> **REQUIRED ACTIONS**
- a) According to the solar cell article, which university are the authors of the published model from?
- b) List every proper name of a person, institution, place, or publication that appears in the solar cell article.
- c) Reproduce the solar cell article word for word, from "EPJ Plus Highlight" up to and including "in EPJ Plus.".

EPJ Plus Highlight - Ultrafast laser for crafting ever thinner solar cells
- Details
- Published on 10 February 2015

Solar-cell efficiency depends on how thin it can be manufactured. Now, a new model exploits femtosecond laser sources to get higher efficiency at lower cost
The race for ever more efficient and cheaper solar cells tests the limits of manufacturing. To achieve this, photovoltaic solar cells need to become thinner and are made of more complex inner structures. Now, Italian scientists have investigated and expanded a model elucidating the dominant physical processes when ultra-fast lasers are used in manufacturing solar cells to these specifications. An article by Alberto Gurizzan and Paolo Villoresi from the University of Padova in Italy detailing this model has now been published in EPJ Plus.

> **RECORD EXTRACTS**
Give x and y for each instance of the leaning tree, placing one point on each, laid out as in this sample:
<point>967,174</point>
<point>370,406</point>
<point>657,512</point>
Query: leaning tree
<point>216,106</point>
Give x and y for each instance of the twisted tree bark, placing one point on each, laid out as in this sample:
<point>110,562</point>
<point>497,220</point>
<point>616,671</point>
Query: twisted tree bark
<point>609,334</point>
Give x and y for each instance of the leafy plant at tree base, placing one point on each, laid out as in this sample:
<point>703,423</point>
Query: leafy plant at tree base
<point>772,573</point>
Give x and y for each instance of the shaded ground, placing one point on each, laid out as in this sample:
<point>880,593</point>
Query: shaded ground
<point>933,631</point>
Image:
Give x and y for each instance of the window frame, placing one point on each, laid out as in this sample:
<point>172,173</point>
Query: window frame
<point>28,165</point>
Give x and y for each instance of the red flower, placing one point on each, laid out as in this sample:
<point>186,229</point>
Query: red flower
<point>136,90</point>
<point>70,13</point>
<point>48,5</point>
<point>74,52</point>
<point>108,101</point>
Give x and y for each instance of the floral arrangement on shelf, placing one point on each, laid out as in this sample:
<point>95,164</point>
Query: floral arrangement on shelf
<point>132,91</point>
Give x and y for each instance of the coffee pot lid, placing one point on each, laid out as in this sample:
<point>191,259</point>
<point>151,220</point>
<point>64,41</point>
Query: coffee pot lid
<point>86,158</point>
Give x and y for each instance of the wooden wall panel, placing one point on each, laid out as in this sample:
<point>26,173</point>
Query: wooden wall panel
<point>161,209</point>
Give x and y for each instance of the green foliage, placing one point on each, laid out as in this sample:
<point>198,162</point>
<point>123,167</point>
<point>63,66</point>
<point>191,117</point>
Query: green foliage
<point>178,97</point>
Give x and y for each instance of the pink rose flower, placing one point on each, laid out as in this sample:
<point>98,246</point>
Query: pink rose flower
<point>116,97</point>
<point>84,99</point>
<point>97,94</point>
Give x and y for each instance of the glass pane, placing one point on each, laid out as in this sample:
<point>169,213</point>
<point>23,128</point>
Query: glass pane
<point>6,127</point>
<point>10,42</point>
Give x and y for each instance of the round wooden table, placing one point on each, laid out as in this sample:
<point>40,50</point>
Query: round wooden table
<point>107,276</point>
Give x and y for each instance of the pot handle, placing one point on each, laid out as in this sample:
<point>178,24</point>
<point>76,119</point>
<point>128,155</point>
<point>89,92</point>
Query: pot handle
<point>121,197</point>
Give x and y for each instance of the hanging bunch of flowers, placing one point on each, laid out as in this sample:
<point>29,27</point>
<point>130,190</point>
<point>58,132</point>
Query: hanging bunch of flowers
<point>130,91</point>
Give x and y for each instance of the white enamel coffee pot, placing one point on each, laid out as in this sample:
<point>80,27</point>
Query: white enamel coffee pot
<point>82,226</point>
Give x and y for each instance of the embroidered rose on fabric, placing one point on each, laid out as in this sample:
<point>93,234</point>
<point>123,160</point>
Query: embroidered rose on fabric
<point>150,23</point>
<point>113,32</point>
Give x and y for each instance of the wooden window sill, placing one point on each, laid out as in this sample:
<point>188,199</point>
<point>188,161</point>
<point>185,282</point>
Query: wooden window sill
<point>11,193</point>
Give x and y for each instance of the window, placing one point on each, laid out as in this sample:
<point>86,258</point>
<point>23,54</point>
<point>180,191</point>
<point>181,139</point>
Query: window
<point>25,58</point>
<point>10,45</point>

> **EXERCISE RESPONSES**
- a) The University of Padova in Italy.

- b) EPJ Plus, Alberto Gurizzan, Paolo Villoresi, University of Padova, Italy

- c)
EPJ Plus Highlight - Ultrafast laser for crafting ever thinner solar cells
- Details
- Published on 10 February 2015

Solar-cell efficiency depends on how thin it can be manufactured. Now, a new model exploits femtosecond laser sources to get higher efficiency at lower cost
The race for ever more efficient and cheaper solar cells tests the limits of manufacturing. To achieve this, photovoltaic solar cells need to become thinner and are made of more complex inner structures. Now, Italian scientists have investigated and expanded a model elucidating the dominant physical processes when ultra-fast lasers are used in manufacturing solar cells to these specifications. An article by Alberto Gurizzan and Paolo Villoresi from the University of Padova in Italy detailing this model has now been published in EPJ Plus.